> _EXERCISE TEXT_
+---+

According to Rednecks & Bluenecks: The Politics of Country Music by Chris Willman, then Sony Nashville head John Grady said, “The stereotype is very well documented, and the perception is pretty much the reality,” when it comes to country music conservatism. It is rare to have one without the other, and when they are separate, the popularity of the star, at least on the radio, tends to be limited.
But as aforementioned, human bias is not the only thing that is at play here, so is music streaming services. Often when listening to a single, your music streaming service will recommend similar songs afterward. You would think the similarity of songs would be determined more by sound when it comes to single records, but this is not the case. On Apple Music after playing “Texas Hold ‘Em” on a newly created account, “Moment 4 Life” by Nicki Minaj played after, followed by “Good Days” by SZA. On Spotify, Olivia Rodrigo followed. This directly points to the software not categorizing the song as country despite its label. This may seem like a minuscule flaw in the system, but it is as bad as radio stations erasing Black Women of country music.
If someone listens to a song, and it’s followed by pop or rap, the song is going to be perceived as pop or rap because that is what is automatically categorized as similar. Not even Google seems to know what a Black country music artist is, including Snoop Dogg and Kid Cudi in its top 20 results of Black Country Artists.
But there is hope. When playing a song by rising country star Brittney Spencer who was featured on Beyoncé’s new album, country songs did follow. The reason for the discrepancy is unclear, but to see human error feed into greater AI error is worrying.
As a whole, country music is a genre in debt to the Black artists who shaped it, from the banjo to the first big artists like Jimmie Rodgers, this is simply a historical fact. There is room for both red and blue country singers, just as much as the genre proudly represents red, white, and blue.

+---+

> _INFORMATION SUPPLIED_

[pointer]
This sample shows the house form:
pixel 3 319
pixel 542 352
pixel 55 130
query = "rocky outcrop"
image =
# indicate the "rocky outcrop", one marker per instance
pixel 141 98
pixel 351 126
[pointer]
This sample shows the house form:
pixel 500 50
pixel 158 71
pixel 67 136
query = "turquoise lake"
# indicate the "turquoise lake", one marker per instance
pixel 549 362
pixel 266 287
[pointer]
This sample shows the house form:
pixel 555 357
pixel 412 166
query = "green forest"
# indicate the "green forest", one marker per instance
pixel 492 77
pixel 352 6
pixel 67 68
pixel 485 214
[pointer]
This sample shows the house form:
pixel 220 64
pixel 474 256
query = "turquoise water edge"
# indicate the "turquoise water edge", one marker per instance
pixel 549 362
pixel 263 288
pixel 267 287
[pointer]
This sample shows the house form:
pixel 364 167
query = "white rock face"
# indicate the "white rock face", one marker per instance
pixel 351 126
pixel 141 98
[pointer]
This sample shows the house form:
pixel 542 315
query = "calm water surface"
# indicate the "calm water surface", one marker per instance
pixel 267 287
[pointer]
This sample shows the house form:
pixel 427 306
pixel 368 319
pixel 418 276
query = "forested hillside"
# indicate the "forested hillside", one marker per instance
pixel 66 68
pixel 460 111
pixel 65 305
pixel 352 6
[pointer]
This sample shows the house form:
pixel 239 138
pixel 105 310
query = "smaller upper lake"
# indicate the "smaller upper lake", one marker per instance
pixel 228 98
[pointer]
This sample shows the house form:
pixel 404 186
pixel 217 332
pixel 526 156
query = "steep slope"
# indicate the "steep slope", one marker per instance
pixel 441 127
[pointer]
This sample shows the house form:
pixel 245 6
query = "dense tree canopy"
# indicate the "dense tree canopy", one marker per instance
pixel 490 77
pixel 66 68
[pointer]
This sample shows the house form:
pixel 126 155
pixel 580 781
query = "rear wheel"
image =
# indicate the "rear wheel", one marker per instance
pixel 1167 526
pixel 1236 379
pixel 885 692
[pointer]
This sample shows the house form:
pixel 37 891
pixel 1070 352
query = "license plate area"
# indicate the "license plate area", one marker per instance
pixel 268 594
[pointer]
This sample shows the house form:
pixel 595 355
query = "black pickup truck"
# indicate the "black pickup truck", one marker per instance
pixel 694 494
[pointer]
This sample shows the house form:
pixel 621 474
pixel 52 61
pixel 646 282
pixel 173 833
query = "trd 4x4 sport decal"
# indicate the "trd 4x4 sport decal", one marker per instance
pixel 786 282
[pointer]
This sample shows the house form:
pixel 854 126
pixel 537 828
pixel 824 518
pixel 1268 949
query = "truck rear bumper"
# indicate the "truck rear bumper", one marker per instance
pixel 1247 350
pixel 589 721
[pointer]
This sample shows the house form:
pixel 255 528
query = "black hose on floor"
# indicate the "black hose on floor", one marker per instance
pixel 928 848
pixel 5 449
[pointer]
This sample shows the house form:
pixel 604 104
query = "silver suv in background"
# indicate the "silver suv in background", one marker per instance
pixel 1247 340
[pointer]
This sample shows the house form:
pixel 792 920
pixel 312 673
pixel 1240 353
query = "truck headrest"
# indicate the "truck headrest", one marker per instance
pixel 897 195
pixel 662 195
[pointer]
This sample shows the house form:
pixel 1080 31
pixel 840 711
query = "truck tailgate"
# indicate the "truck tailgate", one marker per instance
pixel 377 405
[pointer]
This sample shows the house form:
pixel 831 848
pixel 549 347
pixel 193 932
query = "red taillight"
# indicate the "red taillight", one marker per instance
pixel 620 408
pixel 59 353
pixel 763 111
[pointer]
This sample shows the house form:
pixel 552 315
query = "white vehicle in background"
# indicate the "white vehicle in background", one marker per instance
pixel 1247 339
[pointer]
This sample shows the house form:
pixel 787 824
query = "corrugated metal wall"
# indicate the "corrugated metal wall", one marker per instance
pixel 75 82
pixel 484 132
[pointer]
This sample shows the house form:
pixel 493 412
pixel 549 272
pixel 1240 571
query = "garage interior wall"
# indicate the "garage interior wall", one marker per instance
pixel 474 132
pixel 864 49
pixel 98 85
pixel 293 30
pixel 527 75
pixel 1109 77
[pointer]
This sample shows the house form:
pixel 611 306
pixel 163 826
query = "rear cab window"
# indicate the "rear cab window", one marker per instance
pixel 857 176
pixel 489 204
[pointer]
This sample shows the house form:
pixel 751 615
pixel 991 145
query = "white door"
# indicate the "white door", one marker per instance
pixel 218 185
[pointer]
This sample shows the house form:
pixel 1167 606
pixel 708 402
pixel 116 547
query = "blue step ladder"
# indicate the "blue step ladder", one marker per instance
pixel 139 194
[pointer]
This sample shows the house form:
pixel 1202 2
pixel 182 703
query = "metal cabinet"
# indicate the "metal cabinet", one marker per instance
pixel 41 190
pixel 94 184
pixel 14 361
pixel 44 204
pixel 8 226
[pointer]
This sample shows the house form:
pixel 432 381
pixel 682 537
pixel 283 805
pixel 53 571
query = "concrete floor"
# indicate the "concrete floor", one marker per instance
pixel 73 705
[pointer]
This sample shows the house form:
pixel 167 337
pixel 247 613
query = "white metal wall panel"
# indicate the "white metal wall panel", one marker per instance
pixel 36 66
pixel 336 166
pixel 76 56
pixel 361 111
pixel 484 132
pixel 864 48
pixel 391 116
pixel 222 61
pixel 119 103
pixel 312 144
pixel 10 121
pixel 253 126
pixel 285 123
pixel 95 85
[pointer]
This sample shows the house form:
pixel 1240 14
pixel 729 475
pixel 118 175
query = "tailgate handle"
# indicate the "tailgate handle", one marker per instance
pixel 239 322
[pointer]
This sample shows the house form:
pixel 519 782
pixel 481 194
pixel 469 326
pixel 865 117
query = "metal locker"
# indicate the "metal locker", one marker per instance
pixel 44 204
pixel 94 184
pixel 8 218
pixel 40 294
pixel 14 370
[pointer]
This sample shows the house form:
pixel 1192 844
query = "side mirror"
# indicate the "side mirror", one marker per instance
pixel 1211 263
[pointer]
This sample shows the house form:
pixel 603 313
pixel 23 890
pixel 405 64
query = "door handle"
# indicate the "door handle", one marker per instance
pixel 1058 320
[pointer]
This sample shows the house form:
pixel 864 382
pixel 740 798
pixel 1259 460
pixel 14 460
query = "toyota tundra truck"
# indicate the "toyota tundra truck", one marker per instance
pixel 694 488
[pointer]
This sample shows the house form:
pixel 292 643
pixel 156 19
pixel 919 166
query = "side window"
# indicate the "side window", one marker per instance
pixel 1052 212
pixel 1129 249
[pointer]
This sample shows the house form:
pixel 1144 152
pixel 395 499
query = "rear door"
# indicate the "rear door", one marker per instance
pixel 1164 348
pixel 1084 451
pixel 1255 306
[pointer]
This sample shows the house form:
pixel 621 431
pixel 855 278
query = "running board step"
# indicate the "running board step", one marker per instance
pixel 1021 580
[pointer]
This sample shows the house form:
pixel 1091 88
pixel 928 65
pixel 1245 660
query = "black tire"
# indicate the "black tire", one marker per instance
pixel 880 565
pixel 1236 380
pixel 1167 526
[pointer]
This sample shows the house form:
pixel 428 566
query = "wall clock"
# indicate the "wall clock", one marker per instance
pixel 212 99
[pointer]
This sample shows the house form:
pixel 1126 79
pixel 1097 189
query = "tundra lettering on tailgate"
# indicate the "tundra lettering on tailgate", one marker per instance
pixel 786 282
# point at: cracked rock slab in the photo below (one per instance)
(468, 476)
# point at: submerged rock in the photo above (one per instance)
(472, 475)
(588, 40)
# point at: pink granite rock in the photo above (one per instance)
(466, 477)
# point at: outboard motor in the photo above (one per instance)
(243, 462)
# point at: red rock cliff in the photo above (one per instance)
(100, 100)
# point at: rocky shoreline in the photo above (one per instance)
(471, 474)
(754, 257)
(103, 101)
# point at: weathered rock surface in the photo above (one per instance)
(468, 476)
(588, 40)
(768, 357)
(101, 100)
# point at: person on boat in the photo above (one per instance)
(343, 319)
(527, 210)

+---+

> _ACTIVITIES_
1. According to the country music passage, why will a song that is followed by pop or rap be perceived as pop or rap? Answer in one to three sentences.
2. Rewrite the paragraph of the country music passage that begins "But as aforementioned" as a list, keeping its main facts.
3. State whether each statement agrees with the country music passage, answering yes or no and quoting the deciding words: (a) On Spotify, Olivia Rodrigo followed the song. (b) The passage says the reason for the discrepancy with Brittney Spencer's song is known. (c) Snoop Dogg appears in Google's top 20 results of Black Country Artists.
The records play no part in the work on the country music passage.

> _NUMBERED RESPONSES_
1. It will be perceived as pop or rap because pop or rap is what the streaming service automatically categorizes as similar to it. Listeners therefore take the song to belong to the genre of what plays after it.

2.
- Music streaming services, as well as human bias, are at play.
- After a single, a streaming service often recommends similar songs.
- For single records, that similarity is not determined mainly by sound.
- On Apple Music, on a newly created account, "Texas Hold 'Em" was followed by "Moment 4 Life" by Nicki Minaj and then "Good Days" by SZA.
- On Spotify, Olivia Rodrigo followed it.
- This shows the software does not categorize the song as country despite its label.
- The flaw may seem minuscule, but it is as bad as radio stations erasing Black Women of country music.

3.
(a) Yes: "On Spotify, Olivia Rodrigo followed."
(b) No: "The reason for the discrepancy is unclear"
(c) Yes: "including Snoop Dogg and Kid Cudi in its top 20 results of Black Country Artists"